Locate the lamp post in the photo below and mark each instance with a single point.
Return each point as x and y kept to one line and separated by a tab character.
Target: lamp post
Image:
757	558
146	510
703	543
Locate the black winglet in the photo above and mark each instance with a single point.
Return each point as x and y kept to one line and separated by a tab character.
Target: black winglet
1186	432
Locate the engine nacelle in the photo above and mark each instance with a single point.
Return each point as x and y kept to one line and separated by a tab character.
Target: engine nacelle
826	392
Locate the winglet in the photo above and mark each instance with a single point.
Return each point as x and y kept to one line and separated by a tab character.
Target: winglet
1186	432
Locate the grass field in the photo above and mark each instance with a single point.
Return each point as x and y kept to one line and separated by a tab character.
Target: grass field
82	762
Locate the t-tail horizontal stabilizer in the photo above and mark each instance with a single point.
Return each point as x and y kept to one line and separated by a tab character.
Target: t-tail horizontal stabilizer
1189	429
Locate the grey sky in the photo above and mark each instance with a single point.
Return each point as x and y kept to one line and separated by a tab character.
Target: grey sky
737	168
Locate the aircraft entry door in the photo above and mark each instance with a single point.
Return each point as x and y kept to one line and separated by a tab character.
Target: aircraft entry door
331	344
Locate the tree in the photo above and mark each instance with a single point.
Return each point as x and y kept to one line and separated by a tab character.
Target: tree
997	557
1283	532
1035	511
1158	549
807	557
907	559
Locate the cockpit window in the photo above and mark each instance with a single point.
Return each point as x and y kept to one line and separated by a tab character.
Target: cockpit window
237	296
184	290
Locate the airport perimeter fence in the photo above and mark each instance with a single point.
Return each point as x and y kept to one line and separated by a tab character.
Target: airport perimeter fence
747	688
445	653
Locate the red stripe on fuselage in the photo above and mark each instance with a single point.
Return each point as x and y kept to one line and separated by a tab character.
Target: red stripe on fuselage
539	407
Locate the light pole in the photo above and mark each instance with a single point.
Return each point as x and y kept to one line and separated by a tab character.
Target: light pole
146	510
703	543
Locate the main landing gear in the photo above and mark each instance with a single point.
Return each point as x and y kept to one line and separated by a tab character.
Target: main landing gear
★ ★ ★
* **Written exercise**:
Please rewrite all the records above, replacing "tab character" with "comma" everywhere and leaving every other word as it is.

* **Written solution**:
Locate the lamp post in the photo below and mark each instance with a single point.
Return each point as x and y kept to one line and separated by a comma.
Target: lamp post
Image:
757	558
146	510
703	543
Locate the black winglet in the photo above and mark each instance with a single point.
Return each point as x and y kept to one line and separated by a comma.
Target: black winglet
1186	432
Locate the engine nacelle in the photo above and mark each instance with a single point.
Return each point as x and y kept to one line and separated by a comma.
Target: engine nacelle
826	392
Locate the winglet in the photo above and mark each instance with a single point.
Return each point as x and y kept to one line and separated by a comma.
Target: winglet
1186	432
Locate the grass field in the photo above and mark each instance with a single point.
Return each point as x and y kept to one line and separated by a comma.
Target: grass field
82	762
Locate the t-tail horizontal stabilizer in the photo above and mark each instance with a single point.
Return each point as x and y kept to one line and separated by a comma.
Target: t-tail horizontal stabilizer
1189	429
Locate the grey sky in the photo above and mark each instance with a single point.
Return each point as x and y kept to one line and separated by a comma.
Target: grey sky
737	168
Locate the aircraft entry door in the photo above and mark each instance with a single point.
Return each point as x and y kept to one line and separated by a comma.
Target: aircraft entry door
331	344
Locate the tree in the photo above and mark each instance with a single point.
Return each point as x and y kept to one line and separated by a comma.
Target: tree
997	557
1283	532
1035	511
1158	549
807	557
907	559
Locate the cockpit window in the photo above and mark each instance with a single point.
Return each point as x and y kept to one line and separated by a comma.
Target: cockpit window
237	296
184	290
Locate the airport perimeter fence in the photo above and mark each instance with a single point.
Return each point as x and y kept to one line and separated by a comma.
Target: airport perimeter fence
747	688
445	653
Locate the red stripe on fuselage in the photo above and mark each instance with a single point.
Return each point as x and y kept to one line and separated by a comma.
Target: red stripe on fuselage
539	407
Locate the light pole in the photo above and mark each instance with a single point.
Return each point as x and y kept to one line and separated by a comma.
Target: light pole
146	510
703	543
Locate the main landing gear in the photo above and mark each instance with a single point.
Return each point as x and y kept to one line and separated by a comma.
Target: main landing gear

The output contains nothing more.